## COMPITO BREVE 1
Nella discussione sulla cartella distfiles, scrivi in ordine il nome dell'utente che firma ogni messaggio.
## COMPITO BREVE 2
Porta avanti la discussione sulla cartella distfiles partendo dall'ultima frase riportata.

## ESTRATTO DEL DOCUMENTO

_ _ _ _

# $PORTDIR/distfiles

## cerri

Ragazzi, ma non c'e' un modo per pulire in automatico sta cavolo di directory? Mi sembra veramente scemo lasciare tutti i files sorgenti li dentro a seguito della compilazione.

Durante un -u un po' pesante mi e' capitato di riempire tutto lo spazio perche' erano presenti dei distfiles vecchi... qualcuno che illumina???

Ovviamente: non suggerite rm, quello alla fine di emerge lo so fare da solo  :Very Happy: 

----------

## Ibanez-RgX

C'era uno script in perl, non so chi lo aveva fatto, cmq lo trovi nel sito della ml italiana di gentoo, il file è questo http://it.groups.yahoo.com/group/gentoo-it/files/Python/PulisciDist

Non l'ho mai provato ma a quanto ne so cancella i file obsoleti in distfiles

----------

## cerri

Grazie, avevo visto quel file ma non mi e' utile perche' cmq sia lo devi lanciare a mano: in pratica puoi fare rm  :Smile: 

Quello che cercavo era se esisteva un modo per far si che alla fine dell'installazione di un pacchetto emerge si prendesse la briga in automatico di cancellare il relativo sorgente.

_ _ _ _

## MATERIALE FORNITO

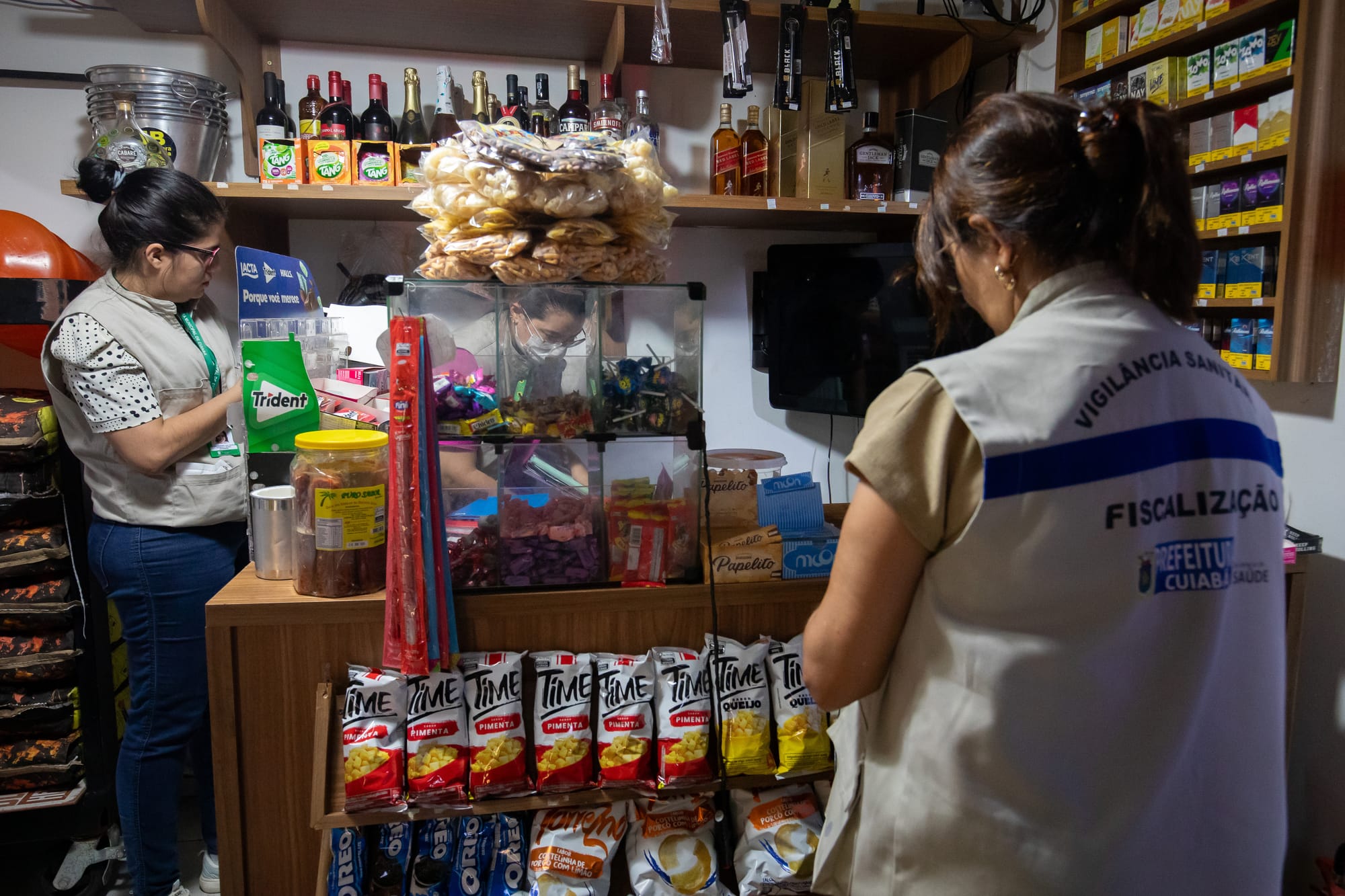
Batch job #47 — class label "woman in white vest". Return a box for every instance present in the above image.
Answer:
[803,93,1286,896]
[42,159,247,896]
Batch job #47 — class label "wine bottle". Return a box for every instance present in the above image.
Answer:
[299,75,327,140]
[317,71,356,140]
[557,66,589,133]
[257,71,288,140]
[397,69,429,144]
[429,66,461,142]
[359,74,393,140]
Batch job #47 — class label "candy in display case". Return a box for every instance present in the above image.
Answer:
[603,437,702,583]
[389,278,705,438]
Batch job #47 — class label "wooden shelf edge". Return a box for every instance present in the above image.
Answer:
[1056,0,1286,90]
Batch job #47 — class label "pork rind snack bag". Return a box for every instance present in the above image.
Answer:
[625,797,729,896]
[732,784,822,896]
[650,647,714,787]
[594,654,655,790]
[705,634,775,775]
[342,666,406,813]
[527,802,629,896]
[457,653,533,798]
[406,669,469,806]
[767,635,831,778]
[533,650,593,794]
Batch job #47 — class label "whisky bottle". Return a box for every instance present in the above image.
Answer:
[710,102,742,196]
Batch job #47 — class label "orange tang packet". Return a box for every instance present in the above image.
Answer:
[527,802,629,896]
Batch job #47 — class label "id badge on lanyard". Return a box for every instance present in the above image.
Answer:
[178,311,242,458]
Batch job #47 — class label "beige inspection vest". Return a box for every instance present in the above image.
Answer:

_ _ _ _

## RISPOSTA 1
cerri
Ibanez-RgX
cerri

## RISPOSTA 2
Da quello che sto capendo, cmq, penso di no...  :Sad: 

----------

## Ibanez-RgX

No qualcosa che venga eseguito con emerge purtroppo non c'è, potresti farti uno script che ti lancia emerge e successivamente pulisce distfiles, credo sia l'unica soluzione...

----------

## xlyz

oppure setti uno script che periodicamente fa pulizia (all'accensione, 1 volta la settimana, ecc.)

----------

## cerri

Raga, grazie.

Il punto e' un altro: non mi dimentico di cancellare i files alla fine dell'emerge: e' che vorrei che emerge lo facesse da solo alla fine di OGNI SINGOLO merge, per liberare spazio.

Ad esempio, facendo l'altro giorno emege -u world, si e' tirato giu' anche XFREE, insieme a mozilla, java, ecc. L'installazione di XFREE e' fallita per spazio insufficiente, perche' non aveva cancellato i files dei merge di prima.

Sinceramente, credo che faro' una FEATURE-REQUEST agli sviluppatori di portage  :Very Happy: .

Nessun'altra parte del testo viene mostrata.